Filter the data for lines with the word "photo" and copy those lines.

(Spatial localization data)
# # # #

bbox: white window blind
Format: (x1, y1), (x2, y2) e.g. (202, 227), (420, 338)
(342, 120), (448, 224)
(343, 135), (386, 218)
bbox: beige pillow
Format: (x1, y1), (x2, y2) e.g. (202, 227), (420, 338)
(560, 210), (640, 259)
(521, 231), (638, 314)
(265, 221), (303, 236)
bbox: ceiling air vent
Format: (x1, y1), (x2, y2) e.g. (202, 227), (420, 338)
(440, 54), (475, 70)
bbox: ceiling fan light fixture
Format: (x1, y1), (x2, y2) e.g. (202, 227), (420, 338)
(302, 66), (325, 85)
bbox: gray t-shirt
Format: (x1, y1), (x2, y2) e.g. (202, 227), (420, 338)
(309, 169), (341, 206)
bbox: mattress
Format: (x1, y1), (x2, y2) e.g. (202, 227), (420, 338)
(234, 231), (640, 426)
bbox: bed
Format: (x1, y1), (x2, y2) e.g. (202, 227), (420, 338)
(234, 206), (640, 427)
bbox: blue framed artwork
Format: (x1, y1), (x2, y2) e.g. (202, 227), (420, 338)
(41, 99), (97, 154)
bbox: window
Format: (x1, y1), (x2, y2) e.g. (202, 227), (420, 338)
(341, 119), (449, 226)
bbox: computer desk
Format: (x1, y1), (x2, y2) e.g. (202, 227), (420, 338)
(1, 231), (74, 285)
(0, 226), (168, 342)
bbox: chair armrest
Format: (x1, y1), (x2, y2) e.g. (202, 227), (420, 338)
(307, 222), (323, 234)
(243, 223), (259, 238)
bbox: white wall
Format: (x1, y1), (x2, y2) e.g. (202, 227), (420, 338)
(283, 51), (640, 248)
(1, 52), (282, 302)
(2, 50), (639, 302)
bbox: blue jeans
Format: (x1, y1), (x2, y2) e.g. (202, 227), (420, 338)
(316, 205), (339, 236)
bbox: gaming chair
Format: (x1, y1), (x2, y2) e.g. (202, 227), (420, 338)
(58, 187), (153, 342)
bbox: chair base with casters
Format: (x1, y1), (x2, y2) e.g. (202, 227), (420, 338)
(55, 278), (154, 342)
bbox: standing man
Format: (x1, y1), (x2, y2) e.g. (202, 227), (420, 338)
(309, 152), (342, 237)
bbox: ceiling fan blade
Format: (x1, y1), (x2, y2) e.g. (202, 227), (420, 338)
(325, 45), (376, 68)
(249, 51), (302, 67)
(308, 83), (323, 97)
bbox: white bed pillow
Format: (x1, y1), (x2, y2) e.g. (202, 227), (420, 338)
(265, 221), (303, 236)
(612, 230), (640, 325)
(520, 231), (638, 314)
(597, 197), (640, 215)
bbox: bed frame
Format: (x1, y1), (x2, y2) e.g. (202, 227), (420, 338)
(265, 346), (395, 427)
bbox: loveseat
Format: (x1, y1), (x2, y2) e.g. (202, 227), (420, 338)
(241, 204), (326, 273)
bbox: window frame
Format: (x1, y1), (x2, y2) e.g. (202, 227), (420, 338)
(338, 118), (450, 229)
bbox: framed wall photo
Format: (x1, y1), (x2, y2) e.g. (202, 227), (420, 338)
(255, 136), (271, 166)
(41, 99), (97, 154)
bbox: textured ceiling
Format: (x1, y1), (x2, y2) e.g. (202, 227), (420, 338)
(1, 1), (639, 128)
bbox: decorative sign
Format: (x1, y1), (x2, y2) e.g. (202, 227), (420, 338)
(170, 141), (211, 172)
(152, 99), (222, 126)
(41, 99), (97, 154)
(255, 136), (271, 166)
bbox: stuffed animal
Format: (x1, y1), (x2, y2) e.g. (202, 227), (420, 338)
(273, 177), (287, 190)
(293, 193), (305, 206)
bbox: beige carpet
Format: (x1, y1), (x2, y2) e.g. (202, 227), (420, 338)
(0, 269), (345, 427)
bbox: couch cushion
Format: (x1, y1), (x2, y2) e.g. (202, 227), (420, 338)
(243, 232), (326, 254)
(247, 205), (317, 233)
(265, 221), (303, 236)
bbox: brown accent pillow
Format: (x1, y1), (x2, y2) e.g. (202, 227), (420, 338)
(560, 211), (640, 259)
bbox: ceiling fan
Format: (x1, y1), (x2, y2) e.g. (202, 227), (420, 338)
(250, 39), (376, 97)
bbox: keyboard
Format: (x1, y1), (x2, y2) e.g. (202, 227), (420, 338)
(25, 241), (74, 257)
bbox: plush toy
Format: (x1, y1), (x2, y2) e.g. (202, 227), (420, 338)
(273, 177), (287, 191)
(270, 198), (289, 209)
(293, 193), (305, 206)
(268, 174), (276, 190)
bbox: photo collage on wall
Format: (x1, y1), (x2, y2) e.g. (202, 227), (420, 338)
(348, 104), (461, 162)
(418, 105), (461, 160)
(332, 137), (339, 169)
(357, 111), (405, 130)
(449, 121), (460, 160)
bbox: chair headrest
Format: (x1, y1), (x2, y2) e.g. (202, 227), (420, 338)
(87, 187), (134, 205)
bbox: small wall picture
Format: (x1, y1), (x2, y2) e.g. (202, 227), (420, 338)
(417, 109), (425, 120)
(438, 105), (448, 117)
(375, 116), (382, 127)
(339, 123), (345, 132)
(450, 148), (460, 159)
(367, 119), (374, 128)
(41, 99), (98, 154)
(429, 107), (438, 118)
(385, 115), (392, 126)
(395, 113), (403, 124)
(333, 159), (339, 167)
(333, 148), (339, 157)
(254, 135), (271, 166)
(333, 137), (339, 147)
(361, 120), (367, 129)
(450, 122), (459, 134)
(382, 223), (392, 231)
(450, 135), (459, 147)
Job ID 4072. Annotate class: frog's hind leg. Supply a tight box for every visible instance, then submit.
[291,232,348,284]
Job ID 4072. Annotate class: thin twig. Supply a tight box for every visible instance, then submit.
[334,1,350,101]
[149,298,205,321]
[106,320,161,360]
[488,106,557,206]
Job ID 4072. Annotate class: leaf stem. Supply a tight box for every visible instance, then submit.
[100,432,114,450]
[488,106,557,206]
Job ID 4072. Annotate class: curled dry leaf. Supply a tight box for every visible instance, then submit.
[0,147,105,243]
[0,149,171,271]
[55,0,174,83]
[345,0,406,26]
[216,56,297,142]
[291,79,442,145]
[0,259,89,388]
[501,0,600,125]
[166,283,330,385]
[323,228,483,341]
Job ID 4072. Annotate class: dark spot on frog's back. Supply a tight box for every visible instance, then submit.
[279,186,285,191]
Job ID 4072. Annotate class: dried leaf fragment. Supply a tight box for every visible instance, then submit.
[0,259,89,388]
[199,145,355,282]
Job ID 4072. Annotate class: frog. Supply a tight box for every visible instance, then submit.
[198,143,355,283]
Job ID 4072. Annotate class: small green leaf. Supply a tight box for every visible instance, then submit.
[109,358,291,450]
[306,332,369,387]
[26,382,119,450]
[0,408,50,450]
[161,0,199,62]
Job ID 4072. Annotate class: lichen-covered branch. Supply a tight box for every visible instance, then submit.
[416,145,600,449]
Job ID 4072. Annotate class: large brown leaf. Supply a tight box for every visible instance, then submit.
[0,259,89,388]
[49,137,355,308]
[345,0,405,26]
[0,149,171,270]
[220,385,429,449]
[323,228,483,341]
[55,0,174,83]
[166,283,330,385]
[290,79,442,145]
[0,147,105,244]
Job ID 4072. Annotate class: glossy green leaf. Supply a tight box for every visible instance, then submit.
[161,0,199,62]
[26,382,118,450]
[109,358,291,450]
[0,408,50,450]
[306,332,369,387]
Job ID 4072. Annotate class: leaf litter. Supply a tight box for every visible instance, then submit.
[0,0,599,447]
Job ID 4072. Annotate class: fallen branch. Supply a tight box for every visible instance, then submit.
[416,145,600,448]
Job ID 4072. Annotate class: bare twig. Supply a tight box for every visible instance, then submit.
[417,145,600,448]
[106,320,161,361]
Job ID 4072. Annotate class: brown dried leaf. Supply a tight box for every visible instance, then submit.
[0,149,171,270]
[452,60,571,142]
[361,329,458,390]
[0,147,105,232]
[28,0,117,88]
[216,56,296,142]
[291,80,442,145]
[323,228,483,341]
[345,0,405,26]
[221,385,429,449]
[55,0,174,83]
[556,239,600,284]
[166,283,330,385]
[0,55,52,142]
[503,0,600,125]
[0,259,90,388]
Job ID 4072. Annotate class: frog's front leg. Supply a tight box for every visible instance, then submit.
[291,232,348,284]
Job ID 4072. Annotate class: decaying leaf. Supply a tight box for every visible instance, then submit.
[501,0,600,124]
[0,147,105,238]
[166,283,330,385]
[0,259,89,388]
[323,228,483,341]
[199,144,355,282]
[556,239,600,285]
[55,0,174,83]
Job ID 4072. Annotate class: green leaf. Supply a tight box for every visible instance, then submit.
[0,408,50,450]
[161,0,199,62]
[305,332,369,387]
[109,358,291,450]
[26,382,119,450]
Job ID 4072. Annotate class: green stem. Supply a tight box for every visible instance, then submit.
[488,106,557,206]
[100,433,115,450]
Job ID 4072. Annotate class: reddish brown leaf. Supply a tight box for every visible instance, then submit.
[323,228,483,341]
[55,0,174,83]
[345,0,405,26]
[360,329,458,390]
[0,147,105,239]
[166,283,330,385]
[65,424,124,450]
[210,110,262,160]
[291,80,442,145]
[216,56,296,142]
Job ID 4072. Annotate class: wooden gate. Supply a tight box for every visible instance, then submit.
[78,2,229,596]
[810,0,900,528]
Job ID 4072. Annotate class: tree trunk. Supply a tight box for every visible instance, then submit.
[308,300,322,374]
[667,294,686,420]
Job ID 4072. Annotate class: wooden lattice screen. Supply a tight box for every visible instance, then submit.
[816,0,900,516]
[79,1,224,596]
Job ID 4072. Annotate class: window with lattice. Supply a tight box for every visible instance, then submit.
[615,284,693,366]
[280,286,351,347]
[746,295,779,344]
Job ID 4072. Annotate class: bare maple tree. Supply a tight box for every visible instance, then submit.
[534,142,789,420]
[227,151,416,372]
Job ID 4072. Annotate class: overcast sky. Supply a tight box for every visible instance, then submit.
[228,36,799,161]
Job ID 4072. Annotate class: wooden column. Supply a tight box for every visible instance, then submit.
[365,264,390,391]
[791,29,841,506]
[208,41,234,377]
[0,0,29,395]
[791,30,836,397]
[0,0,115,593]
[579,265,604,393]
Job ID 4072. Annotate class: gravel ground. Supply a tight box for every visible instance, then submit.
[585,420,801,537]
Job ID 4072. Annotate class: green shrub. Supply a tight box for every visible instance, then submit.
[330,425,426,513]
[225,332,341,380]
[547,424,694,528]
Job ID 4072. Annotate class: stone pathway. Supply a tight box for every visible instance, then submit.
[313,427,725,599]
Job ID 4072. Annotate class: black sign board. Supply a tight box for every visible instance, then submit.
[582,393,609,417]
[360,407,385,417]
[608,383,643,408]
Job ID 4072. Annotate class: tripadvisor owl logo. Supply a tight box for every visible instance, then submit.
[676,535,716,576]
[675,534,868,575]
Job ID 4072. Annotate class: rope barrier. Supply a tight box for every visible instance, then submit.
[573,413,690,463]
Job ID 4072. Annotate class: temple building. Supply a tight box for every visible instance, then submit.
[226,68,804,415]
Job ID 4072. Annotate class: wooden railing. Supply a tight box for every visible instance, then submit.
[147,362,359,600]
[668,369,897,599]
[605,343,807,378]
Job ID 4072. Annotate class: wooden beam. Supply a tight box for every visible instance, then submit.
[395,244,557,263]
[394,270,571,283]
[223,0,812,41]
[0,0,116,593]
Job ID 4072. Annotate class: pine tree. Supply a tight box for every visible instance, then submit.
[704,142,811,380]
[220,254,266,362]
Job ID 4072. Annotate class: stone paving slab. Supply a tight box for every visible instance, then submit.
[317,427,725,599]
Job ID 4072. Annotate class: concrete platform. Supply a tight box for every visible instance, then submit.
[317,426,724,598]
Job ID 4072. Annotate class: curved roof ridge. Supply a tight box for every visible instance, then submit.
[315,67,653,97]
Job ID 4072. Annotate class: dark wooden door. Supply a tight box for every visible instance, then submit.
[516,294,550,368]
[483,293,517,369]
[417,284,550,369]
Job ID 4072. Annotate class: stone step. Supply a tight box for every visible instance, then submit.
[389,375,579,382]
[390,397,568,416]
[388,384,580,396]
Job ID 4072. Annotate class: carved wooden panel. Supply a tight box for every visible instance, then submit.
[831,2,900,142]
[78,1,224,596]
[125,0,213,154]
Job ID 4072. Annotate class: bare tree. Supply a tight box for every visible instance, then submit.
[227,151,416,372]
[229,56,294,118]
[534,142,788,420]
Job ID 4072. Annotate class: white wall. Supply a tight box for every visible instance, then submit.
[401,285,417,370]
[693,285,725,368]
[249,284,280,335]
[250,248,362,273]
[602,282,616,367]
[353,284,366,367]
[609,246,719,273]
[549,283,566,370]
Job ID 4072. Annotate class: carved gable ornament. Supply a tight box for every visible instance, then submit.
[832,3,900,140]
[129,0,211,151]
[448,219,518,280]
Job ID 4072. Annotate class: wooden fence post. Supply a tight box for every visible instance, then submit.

# # # #

The completed task:
bbox: framed wall photo
bbox: photo collage on wall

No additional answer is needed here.